* [Document section]:
1996–97 SAARC Quadrangular
- Dates: 19 – 28 February 1997
- Administrator: SAARC cricket
- Cricket format: 50 overs
- Tournament format: Round-robin
- Champions: Pakistan (1st title)
- Participants: 4
- Matches: 7
- Most runs: S. Sarath (99)
- Most wickets: Harvinder Singh (12)

= 1996–97 SAARC Quadrangular =

The third and final SAARC Quadrangular was held in Dhaka in February 1997. The Pakistan 'A' team, led by Asif Mujtaba, won the trophy after beating India 'A' in a rain affected final.

==The teams==
For the first time Pakistan and Sri Lanka took the tournament seriously, and sent strong teams. Mujtaba, the Pak captain, led from the front, and finished as the Player of the Tournament. He was helped in the batting department by Basit and Sarfraz. The bowling attack was led by Zahid, arguably the fastest bowler at the time. While he struggled with no balls and wides, he still generated lot of pace from the slow wickets, and was a constant menace to the opposition batsmen. medium pacer Azhar came good in the final.

* [Task instructions]:
- A) In the article on the 1996–97 SAARC Quadrangular, why was Zahid a constant menace to opposing batsmen even though he struggled with no balls and wides?
- B) According to the article on the 1996–97 SAARC Quadrangular, in which city was the tournament held?

* [Material]:
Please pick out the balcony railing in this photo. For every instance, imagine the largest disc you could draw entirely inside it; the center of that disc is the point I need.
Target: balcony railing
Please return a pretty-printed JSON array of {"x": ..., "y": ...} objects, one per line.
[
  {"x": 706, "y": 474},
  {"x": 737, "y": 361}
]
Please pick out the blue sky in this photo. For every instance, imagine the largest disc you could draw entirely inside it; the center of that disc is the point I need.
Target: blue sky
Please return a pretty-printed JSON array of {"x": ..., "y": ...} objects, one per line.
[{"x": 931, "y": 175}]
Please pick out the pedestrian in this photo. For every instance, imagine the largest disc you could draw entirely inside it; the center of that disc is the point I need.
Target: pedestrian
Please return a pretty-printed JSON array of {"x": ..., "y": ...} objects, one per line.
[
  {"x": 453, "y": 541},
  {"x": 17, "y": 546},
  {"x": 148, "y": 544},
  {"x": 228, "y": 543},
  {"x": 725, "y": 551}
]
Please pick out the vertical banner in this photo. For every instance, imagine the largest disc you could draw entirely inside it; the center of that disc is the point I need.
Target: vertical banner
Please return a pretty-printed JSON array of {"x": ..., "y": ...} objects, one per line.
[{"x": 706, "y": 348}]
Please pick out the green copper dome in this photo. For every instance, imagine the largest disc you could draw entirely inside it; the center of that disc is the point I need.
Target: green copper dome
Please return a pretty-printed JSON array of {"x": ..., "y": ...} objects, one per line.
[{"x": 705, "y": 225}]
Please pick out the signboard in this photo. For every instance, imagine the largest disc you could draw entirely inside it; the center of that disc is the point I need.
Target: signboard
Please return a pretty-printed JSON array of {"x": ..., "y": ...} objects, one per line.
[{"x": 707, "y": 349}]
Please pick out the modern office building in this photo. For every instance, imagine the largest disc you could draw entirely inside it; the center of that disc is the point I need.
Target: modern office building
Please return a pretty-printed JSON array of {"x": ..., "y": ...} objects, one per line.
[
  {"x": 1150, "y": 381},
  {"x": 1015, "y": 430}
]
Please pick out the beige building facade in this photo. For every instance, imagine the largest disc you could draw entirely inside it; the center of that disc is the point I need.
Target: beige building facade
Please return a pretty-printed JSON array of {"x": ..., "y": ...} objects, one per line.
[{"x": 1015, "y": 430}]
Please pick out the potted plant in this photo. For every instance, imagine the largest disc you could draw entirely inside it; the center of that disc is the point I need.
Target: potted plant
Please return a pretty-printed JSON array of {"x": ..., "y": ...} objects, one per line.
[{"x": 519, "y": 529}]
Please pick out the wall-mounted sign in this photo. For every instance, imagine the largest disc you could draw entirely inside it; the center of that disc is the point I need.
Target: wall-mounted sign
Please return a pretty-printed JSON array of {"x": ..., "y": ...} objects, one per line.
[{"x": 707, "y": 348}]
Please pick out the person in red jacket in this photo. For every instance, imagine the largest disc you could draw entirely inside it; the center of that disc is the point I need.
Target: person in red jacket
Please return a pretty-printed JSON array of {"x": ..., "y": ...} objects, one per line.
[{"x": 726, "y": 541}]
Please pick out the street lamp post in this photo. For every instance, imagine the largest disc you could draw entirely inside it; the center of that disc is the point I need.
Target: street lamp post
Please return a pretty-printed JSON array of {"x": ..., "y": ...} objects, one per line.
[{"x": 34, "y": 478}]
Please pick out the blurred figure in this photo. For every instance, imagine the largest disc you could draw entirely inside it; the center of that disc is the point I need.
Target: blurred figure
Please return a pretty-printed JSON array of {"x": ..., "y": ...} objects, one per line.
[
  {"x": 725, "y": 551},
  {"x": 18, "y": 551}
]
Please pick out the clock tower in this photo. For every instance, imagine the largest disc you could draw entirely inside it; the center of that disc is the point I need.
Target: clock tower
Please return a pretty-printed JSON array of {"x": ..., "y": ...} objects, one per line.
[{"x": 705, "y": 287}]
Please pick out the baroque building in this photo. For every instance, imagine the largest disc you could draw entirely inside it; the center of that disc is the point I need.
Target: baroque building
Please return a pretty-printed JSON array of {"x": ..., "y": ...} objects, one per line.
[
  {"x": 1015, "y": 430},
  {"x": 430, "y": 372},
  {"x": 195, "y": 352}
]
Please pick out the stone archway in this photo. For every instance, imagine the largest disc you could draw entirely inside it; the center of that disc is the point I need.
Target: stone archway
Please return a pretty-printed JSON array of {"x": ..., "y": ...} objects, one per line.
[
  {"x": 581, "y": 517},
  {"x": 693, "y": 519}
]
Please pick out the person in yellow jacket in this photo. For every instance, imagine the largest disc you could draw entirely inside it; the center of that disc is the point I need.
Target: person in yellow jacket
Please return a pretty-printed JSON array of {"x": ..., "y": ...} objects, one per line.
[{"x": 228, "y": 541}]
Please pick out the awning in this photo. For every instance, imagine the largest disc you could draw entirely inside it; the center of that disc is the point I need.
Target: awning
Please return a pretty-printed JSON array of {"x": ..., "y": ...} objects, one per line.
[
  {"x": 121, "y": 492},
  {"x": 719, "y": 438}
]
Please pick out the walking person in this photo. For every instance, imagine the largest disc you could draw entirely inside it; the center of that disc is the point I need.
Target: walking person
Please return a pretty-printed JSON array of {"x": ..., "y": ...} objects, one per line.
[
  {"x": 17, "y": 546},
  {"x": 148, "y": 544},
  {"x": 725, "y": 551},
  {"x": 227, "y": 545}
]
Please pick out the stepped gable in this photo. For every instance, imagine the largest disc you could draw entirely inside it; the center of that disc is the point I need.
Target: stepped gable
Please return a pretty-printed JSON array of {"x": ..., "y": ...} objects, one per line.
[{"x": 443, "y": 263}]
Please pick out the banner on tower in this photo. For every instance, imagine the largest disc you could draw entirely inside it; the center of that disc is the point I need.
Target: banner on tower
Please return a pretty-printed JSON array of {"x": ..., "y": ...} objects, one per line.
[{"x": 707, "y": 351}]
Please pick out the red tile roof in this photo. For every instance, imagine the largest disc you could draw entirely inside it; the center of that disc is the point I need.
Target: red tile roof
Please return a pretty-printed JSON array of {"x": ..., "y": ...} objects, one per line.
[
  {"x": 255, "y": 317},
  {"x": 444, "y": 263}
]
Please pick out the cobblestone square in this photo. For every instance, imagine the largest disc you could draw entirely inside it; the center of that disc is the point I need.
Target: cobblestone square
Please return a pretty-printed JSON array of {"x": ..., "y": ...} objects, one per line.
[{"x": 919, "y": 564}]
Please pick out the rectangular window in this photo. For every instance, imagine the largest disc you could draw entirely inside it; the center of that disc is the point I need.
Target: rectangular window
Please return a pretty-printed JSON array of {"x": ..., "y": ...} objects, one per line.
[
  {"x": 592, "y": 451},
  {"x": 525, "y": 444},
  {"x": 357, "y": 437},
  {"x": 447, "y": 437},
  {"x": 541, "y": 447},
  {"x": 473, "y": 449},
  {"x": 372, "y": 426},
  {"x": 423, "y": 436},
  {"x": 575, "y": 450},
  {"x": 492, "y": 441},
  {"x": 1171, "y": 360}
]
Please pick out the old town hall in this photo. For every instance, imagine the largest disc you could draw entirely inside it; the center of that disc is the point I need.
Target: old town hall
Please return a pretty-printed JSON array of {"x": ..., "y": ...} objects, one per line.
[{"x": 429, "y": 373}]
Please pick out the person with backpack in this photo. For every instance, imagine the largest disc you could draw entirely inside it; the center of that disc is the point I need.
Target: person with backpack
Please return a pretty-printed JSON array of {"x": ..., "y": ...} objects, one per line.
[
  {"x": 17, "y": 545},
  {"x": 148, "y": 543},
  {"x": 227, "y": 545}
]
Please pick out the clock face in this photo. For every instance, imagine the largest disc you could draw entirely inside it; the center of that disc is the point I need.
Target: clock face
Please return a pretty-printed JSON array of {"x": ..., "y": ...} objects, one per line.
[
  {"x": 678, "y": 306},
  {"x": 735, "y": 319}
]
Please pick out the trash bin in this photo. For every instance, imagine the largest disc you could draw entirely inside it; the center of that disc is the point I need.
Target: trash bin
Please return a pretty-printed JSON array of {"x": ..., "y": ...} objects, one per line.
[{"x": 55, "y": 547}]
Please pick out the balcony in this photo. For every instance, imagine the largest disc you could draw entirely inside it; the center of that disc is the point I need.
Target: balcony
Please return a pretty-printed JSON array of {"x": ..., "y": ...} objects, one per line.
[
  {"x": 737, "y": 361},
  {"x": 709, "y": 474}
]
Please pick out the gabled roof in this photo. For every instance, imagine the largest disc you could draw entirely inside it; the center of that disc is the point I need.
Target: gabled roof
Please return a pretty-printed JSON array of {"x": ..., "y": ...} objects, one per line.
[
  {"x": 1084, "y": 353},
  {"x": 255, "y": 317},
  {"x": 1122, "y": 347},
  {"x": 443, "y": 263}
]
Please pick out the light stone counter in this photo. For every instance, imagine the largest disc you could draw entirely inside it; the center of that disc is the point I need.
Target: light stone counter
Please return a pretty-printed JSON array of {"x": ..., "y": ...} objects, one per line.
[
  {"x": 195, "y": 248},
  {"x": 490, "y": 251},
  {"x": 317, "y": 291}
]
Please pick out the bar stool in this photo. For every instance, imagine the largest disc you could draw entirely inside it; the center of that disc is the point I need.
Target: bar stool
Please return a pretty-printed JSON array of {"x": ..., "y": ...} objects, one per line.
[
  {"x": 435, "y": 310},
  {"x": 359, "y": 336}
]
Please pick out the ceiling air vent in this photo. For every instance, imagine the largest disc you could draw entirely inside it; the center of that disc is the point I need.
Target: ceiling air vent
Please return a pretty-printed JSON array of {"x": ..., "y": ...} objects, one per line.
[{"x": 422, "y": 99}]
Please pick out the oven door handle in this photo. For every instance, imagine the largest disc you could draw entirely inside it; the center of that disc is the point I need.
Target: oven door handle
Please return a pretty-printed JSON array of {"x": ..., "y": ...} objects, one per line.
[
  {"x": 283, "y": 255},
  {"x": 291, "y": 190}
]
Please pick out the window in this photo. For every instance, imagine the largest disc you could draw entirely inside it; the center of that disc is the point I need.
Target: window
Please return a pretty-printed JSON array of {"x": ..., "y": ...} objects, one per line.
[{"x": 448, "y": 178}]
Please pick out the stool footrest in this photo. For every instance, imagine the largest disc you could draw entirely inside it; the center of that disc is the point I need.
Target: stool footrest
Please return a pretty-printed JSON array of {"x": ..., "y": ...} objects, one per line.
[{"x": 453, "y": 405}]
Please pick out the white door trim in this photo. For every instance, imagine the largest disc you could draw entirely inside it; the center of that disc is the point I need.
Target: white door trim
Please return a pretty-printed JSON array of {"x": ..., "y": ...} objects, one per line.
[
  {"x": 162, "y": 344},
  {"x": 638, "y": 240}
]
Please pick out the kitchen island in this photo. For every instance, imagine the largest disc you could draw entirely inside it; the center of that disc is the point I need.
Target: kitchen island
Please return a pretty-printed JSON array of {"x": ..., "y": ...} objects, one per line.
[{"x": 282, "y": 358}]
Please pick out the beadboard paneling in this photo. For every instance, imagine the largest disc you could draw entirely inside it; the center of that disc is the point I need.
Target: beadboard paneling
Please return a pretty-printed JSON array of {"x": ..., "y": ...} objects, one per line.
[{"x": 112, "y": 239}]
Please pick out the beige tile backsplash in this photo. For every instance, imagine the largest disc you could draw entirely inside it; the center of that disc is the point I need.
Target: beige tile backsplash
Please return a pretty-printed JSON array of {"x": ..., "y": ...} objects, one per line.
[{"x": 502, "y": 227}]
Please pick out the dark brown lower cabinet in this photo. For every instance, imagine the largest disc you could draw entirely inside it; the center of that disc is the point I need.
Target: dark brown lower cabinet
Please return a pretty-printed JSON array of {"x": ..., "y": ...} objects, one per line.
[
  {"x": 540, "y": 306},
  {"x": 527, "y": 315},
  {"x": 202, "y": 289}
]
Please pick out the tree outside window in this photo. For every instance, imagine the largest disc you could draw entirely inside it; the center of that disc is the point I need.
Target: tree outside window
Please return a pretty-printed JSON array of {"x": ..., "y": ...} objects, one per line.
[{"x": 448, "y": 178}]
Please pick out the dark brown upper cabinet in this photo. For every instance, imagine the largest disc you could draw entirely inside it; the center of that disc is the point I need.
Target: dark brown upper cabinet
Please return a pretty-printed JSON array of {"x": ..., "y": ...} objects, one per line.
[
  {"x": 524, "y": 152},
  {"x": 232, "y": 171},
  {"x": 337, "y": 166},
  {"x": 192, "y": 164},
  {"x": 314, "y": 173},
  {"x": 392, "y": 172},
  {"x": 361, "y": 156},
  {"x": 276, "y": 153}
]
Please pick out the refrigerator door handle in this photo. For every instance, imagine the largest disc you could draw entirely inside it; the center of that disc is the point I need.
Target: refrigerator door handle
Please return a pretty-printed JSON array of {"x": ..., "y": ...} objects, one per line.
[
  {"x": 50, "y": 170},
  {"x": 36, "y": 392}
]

* [Expected answers]:
- A) He still generated a lot of pace from the slow wickets.

- B) Dhaka.